Task statement — Convert the items below into a two-column CSV with the headers "prompt" and "coordinates", one row per item. Put each item's text and its answer in their own quoted fields, and replace every line break with a space.
--- Dataset content ---
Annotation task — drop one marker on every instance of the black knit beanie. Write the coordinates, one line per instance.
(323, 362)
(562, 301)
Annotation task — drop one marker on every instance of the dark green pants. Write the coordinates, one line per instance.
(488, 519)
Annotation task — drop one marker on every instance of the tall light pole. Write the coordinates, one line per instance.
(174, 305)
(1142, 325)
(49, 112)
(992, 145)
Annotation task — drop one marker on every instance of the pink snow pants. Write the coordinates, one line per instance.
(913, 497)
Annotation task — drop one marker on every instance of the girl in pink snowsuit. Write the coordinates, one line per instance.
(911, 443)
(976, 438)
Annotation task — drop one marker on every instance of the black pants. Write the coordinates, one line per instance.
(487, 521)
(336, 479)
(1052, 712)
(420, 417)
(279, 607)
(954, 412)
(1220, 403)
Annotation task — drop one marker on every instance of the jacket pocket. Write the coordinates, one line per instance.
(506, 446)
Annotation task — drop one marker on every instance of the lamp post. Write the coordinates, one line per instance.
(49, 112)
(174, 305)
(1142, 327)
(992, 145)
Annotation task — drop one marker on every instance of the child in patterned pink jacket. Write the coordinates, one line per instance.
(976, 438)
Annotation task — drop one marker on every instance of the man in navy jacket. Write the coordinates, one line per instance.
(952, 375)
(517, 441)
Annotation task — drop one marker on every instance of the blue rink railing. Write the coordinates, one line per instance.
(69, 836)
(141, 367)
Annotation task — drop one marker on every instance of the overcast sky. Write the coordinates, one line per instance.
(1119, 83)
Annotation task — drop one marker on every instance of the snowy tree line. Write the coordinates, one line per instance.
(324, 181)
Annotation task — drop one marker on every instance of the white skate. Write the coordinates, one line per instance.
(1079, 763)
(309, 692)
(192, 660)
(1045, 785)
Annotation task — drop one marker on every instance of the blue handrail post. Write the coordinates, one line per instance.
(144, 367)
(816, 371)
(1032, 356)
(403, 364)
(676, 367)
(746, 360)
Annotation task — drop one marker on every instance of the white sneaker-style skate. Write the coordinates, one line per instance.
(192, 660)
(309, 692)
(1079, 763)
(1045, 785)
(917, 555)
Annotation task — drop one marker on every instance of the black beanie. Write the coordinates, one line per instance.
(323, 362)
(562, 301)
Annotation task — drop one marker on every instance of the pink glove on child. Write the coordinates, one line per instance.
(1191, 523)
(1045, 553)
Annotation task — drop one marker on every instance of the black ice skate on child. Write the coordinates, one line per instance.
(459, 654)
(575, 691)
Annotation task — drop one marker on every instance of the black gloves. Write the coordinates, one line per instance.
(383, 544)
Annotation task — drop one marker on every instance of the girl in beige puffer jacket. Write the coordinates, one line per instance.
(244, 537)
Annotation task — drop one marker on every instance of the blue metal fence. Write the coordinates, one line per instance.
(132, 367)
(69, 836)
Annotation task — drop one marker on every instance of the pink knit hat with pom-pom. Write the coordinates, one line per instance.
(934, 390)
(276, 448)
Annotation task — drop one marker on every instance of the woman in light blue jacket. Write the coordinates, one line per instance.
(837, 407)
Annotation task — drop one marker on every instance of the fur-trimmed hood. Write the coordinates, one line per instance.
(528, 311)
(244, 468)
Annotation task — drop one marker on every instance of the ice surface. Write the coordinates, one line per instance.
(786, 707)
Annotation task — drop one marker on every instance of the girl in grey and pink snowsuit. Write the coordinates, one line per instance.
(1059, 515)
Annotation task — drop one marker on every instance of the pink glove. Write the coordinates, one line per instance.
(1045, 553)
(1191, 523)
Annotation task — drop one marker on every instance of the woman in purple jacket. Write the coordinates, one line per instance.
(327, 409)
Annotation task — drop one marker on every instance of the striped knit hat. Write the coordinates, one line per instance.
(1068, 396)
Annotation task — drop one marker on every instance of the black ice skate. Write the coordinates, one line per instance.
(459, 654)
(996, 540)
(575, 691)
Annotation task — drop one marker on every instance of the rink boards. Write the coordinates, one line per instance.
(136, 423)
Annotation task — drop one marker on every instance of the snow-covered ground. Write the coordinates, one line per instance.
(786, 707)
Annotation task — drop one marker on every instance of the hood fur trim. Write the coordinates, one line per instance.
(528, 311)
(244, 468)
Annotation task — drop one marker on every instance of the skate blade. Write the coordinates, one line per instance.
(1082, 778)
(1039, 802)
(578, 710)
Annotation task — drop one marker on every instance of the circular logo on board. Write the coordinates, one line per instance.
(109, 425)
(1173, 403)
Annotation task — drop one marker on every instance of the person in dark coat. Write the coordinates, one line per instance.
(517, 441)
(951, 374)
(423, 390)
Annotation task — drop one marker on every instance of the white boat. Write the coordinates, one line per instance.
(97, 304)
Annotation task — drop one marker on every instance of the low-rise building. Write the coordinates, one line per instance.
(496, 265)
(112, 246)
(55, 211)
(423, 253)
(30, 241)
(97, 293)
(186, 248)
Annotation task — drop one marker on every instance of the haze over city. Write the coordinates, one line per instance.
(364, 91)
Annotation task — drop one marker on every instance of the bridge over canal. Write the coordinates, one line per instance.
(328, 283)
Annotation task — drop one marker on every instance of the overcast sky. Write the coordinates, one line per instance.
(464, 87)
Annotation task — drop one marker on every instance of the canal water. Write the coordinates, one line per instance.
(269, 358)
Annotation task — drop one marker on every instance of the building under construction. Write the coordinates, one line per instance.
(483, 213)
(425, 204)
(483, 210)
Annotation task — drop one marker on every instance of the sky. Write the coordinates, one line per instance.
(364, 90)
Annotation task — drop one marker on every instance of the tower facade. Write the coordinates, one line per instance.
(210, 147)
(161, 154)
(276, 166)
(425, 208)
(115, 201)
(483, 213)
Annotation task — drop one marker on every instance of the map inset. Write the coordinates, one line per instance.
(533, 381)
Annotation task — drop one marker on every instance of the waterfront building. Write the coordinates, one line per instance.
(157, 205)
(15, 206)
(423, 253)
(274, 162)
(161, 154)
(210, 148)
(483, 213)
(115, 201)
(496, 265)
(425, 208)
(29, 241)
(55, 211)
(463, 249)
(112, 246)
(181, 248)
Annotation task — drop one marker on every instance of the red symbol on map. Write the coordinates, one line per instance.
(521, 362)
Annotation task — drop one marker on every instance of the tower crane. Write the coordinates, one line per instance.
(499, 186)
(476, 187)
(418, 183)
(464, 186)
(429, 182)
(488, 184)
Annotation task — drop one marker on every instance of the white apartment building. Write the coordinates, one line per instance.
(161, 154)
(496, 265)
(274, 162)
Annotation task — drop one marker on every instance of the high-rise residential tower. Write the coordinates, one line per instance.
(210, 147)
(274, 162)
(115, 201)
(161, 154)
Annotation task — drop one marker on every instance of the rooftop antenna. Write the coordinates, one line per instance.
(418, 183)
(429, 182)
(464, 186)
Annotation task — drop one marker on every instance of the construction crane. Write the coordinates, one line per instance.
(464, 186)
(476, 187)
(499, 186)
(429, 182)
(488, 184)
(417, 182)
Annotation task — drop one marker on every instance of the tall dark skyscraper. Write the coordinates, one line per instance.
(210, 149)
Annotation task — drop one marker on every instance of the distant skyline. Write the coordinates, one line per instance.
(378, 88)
---
Answer for the task —
prompt,coordinates
"Annotation task — drop one marker on every instance of the black knit beanie. Write the coordinates, one line per instance.","(323, 362) (562, 301)"
"Annotation task — drop one marker on every instance of the dark green pants. Write the coordinates, one line per instance.","(488, 519)"
"Annotation task — drop one marker on every instance of the tall light pole. Write the coordinates, one line per instance.","(174, 305) (1142, 325) (49, 112) (992, 145)"
"Annotation task — drop one marker on every instance of the pink snow pants. Write the coordinates, one line per instance.","(913, 497)"
"Annotation task — drop one marker on every instance of the girl in pink snowsuit. Write the coordinates, one line per instance.","(911, 443) (976, 438)"
"Annotation task — drop one marker on every instance of the black pants. Write the coordinates, one line per instance.","(487, 521) (336, 479) (1052, 712) (420, 417) (279, 607) (954, 412) (1220, 403)"
"Annotation task — drop one marker on every instance of the jacket pocket. Write the coordinates, one line per instance.","(506, 446)"
"Annotation task — drop one marker on every instance of the lamp post. Write the coordinates, one line per instance.","(49, 112) (174, 305) (1142, 327) (992, 145)"
"Annotation task — drop one marker on every instance of the child in patterned pink jacket. Write the coordinates, one line per instance.","(976, 438)"
"Annotation task — drop one marker on every instance of the man in navy jacket. Write the coordinates, one line per instance.","(952, 375) (517, 441)"
"Annotation task — drop one marker on every instance of the blue rink railing. Write the coordinates, one line per instance.","(69, 836) (141, 367)"
"Annotation task — drop one marker on every instance of the overcast sky. Write the coordinates, one line per instance.","(1119, 83)"
"Annotation task — drop one marker on every instance of the snowy tree line. Write the coordinates, one line per instance.","(324, 181)"
"Annotation task — drop one marker on every instance of the white skate. Write the coordinates, one line per instance.","(1079, 763) (309, 692) (192, 660) (1045, 785)"
"Annotation task — drop one marker on every instance of the blue handrail post. Write the coordinates, one line per instance.","(144, 367) (816, 371) (1032, 356) (403, 364) (676, 367) (746, 360)"
"Annotation task — drop one marker on every instance of the white sneaker-style skate. Write the coordinates, one line per instance.","(192, 660) (309, 692) (1079, 763) (1045, 785) (917, 555)"
"Annotation task — drop one marker on every instance of the black beanie. Write the coordinates, one line per instance.","(323, 362) (562, 301)"
"Annotation task — drop one marker on every instance of the pink glove on child. Write the coordinates, one line per instance.","(1191, 523) (1045, 553)"
"Annotation task — drop one marker on every instance of the black ice skate on child. Write the coordinates, one line per instance.","(459, 654) (575, 691)"
"Annotation task — drop one marker on every instance of the black gloves. Write the coordinates, one line per instance.","(383, 544)"
"Annotation task — drop one marker on every instance of the girl in beige puffer jacket. Write the coordinates, one line per instance.","(244, 537)"
"Annotation task — drop one marker on every instance of the blue metal fence. Write the coordinates, one line per instance.","(132, 367) (69, 836)"
"Annotation task — drop one marker on every instance of the pink knit hat with pom-pom. Write the coordinates, one line per instance.","(934, 390) (276, 448)"
"Annotation task — drop one marker on every instance of the woman in light blue jacket. Write the coordinates, one line per instance.","(837, 407)"
"Annotation task — drop one marker on every instance of the fur-trimmed hood. Write the coordinates, one line per instance.","(528, 311) (244, 468)"
"Annotation task — drop one marker on every instance of the ice surface. Write the coordinates, one line per instance.","(786, 707)"
"Annotation task — drop one marker on every instance of the girl in grey and pink snowsuit. Write the coordinates, one line per instance.","(1059, 515)"
"Annotation task — drop one marker on every instance of the pink glove. Write the coordinates, one line per instance.","(1045, 553) (1191, 523)"
"Annotation task — drop one marker on every instance of the woman in purple jacket. Write the coordinates, one line per instance.","(327, 409)"
"Annotation task — drop one marker on every instance of the striped knit hat. Write the coordinates, one line per instance.","(1068, 396)"
"Annotation task — drop one marker on every instance of the black ice skate. Write the coordinates, one line per instance.","(459, 654) (996, 540) (575, 691)"
"Annotation task — drop one marker on every instance of the rink boards. Write the coordinates, one line per instance.","(136, 423)"
"Annotation task — drop one marker on every instance of the snow-covered ground. Write the coordinates, one line per instance.","(786, 707)"
"Annotation task — drop one marker on every instance of the hood fur trim. Write the coordinates, one line per instance.","(528, 311) (244, 468)"
"Annotation task — drop one marker on every instance of the skate blade. Write the coordinates, one line per instance.","(1082, 778) (1039, 802) (578, 710)"
"Annotation task — drop one marker on every instance of the circular logo on board. Write the coordinates, one line per instance.","(109, 425) (1173, 403)"
"Annotation task — drop one marker on every instance of the person in dark coat. Write the coordinates, one line per instance.","(517, 441) (951, 374) (423, 390)"
"Annotation task — drop one marker on every instance of the white boat. Write the coordinates, one line per instance.","(97, 304)"
"Annotation task — drop one marker on every instance of the low-rise building. Write the coordinates, one line per instance.","(496, 265) (112, 246) (55, 211) (423, 253) (30, 241) (97, 293) (186, 248)"
"Annotation task — drop one marker on every instance of the haze over city. Write the coordinates, one line per instance.","(364, 91)"
"Annotation task — drop one marker on every instance of the bridge over canal. Write the coordinates, one line per instance.","(328, 283)"
"Annotation task — drop one marker on every instance of the overcast sky. Write the coordinates, one line per instance.","(464, 87)"
"Annotation task — drop one marker on every instance of the canal water. Write the coordinates, one line per instance.","(269, 358)"
"Annotation task — drop one marker on every instance of the building under construction. Write the coordinates, one line per instance.","(483, 213) (425, 204) (483, 210)"
"Annotation task — drop one marker on every instance of the sky. Write the coordinates, one line per instance.","(364, 90)"
"Annotation task — drop one marker on every instance of the tower facade. Write the coordinates, one line per instance.","(210, 147) (161, 154) (276, 166) (425, 208) (115, 201) (483, 213)"
"Annotation task — drop one marker on every instance of the map inset. Write the coordinates, one line per instance.","(533, 381)"
"Annotation task — drop one marker on every instance of the waterfront building. Write the coordinates, one line per instance.","(157, 205) (15, 206) (423, 253) (274, 162) (161, 154) (210, 148) (483, 213) (115, 201) (496, 265) (425, 208) (29, 241) (55, 211) (463, 249) (112, 246) (181, 248)"
"Annotation task — drop one marker on every instance of the red symbol on map. Write the coordinates, one line per instance.","(521, 362)"
"Annotation task — drop one marker on every instance of the tower crane. Write the coordinates, one line per instance.","(499, 186) (476, 187) (418, 183) (464, 186) (429, 182) (488, 184)"
"Annotation task — drop one marker on every instance of the white apartment building. Write the coordinates, one line per instance.","(161, 154) (496, 265) (274, 162)"
"Annotation task — drop one marker on every instance of the high-rise residential tower. Write the coordinates, one line per instance.","(210, 147) (274, 162) (115, 201) (161, 154)"
"Annotation task — drop one marker on every instance of the rooftop antenna. Write the coordinates, one line per instance.","(418, 183) (429, 182) (464, 186)"
"Annotation task — drop one marker on every instance of the construction crane. Write the coordinates, one line per instance.","(464, 186) (476, 187) (499, 186) (429, 182) (488, 184) (417, 182)"
"Annotation task — drop one marker on every instance of the tall dark skyscraper. Write the coordinates, one line per instance.","(210, 149)"
"Annotation task — drop one marker on every instance of the distant skyline. Write the coordinates, one line per instance.","(378, 88)"